▶ [EXCERPT PROVIDED]:
Hollywood Invented the Girlboss
Summary: A fluent, cinephile-friendly opinion essay on workplace gender dynamics in classic Hollywood; strong on close reading but short on external voices and light on some verifiable details.
Critique: Hollywood Invented the Girlboss
Source: jacobin
Authors: ByEileen Jones
URL: https://jacobin.com/2026/05/criterion-office-romances-women-workplace
What the article reports
Film critic Eileen Jones reviews the Criterion Collection's "Office Romances" series — a curated selection of 1930s–1950s workplace comedies — arguing that while Criterion frames the films as prescient on work-life balance and gender equality, most of them actually traffic in reactionary misogyny. Jones does close readings of His Girl Friday, Man Wanted, More Than a Secretary, The Apartment, and Woman of the Year to support the thesis, ending with a viewing guide.
Factual accuracy — Mixed
The piece is mostly reliable on plot and attribution but carries a few loose or unverified claims:
- The description of Stanley Cavell's Pursuits of Happiness (1981) and his argument about Hildy's "home" at the news desk is accurate to the book, and the year is correctly cited.
- Dorothy Thompson being "the first reporter expelled from Nazi Germany" is plausible but unqualified: Thompson was expelled in 1934, but she was not the only journalist expelled. The "first" is an unverified superlative that invites scrutiny.
- The claim that Ring Lardner Jr. and Michael Kanin wrote the final scene of Woman of the Year is accurate — they won the Oscar for the screenplay — but the article attributes the direction to "George Stephens" (spelled that way once) when the director's name is George Stevens. That is a minor but verifiable error.
- The statement that the stage version of The Philadelphia Story "had been written for Hepburn by her friend Philip Barry" is accurate.
- The biography cited — Kay Francis: A Passionate Life and Career — exists (by Scott O'Brien, 2006), though no author is named in the article.
Framing — Opinionated (appropriately signaled but not labeled)
This is criticism and personal essay, not reported journalism. The framing is evaluative throughout, which is fine — but Jacobin has not labeled it "Opinion" or "Film Criticism," meaning casual readers might not immediately register the register.
- "take it from me" — Jones signals personal authority explicitly; this is an honest flag that what follows is her reading, not reported fact. Credit for transparency here.
- "rabid sexism" and "frantic misogyny" — strong connotative nouns used as authorial characterization of filmmakers' intent, not attributed to any scholar or critic. These are interpretive claims stated as verdicts.
- "the most corrupt, cruel, and soulless of the married executives" — character description of a fictional figure, but the phrasing is evaluative; a different critic might read Sheldrake as weak or cowardly rather than cruel.
- "stupidest shit she'd ever read in her life" — attributed to Hepburn's reported statement to Stevens, which is a known anecdote, but the piece gives no source for the quote.
- "Hepburn's career was probably the most shocking in the rapid way she was shunted" — "probably the most shocking" is an unattributed superlative with no comparative frame.

▶ [GIVEN EXERCISE]: Continue the critique of the essay on classic Hollywood office comedies, picking up after its last sentence.

▶ [STORED RECORDS]:
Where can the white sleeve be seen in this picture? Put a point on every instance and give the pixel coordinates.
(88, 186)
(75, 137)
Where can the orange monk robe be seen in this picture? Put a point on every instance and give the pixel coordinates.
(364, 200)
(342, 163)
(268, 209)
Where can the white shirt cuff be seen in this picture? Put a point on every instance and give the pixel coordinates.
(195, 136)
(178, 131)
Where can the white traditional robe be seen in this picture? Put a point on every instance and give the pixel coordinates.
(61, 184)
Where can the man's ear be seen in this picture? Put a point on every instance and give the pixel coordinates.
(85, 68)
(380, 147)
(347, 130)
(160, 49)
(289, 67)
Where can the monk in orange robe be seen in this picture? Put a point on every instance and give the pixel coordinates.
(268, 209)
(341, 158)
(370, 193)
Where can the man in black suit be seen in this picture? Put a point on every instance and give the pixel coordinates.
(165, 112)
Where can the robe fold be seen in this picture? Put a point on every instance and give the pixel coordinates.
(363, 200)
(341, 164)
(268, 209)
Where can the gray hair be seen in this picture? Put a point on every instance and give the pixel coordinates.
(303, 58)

* * *

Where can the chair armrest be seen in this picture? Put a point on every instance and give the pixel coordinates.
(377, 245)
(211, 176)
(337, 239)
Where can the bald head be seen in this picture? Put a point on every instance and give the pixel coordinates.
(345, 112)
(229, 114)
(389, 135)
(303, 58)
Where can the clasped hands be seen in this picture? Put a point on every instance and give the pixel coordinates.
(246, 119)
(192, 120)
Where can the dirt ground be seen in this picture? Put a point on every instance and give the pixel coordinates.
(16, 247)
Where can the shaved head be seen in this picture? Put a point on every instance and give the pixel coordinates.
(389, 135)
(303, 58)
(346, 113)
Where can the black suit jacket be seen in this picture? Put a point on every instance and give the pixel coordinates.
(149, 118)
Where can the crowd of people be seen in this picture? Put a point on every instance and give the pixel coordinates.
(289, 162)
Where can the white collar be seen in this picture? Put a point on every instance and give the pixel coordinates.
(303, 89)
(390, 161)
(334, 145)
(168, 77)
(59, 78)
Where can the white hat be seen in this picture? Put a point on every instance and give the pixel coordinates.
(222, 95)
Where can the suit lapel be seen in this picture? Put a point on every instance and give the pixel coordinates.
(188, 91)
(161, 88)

* * *

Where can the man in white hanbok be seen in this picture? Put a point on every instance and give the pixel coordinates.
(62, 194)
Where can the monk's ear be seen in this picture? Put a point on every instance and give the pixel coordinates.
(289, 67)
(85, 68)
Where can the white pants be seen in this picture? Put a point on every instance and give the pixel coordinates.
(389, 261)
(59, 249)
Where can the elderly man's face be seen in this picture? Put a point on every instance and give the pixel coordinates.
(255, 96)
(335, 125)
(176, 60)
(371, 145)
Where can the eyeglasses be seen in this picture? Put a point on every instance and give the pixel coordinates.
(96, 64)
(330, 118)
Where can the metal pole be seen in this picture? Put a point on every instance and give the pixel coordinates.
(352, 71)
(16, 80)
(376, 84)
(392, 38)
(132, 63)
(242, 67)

▶ [RESULT BELOW]:
Source balance
| Voice | Affiliation | Stance on central argument |
|---|---|---|
| Stanley Cavell | American philosopher, Pursuits of Happiness (1981) | Supportive (analysis of His Girl Friday aligns with Jones's reading) |
| Katharine Hepburn (reported quote) | Subject / anecdote | Implicitly supportive (she condemned the ending) |
| Criterion Collection (quoted promotional copy) | Curator | Neutral/framing target — Jones argues against their framing |
| Ring Lardner Jr. / Michael Kanin | Screenwriters (mentioned, not quoted) | N/A |
Ratio: One external scholarly voice (Cavell), one subject anecdote (Hepburn), one institutional framing to push against. No film historians, no feminist film scholars (Laura Mulvey, Molly Haskell, and From Reverence to Rape are obvious omissions for this exact topic), no voices who might read these films differently. The essay is essentially monologic criticism — which is a legitimate genre, but the absence of counterpoint is notable.
Omissions
- Feminist film scholarship canon. Molly Haskell's From Reverence to Rape (1974) and Laura Mulvey's gaze theory are the foundational academic frameworks for exactly this argument. Their absence means readers who want to situate Jones's readings have no ladder into the scholarly conversation.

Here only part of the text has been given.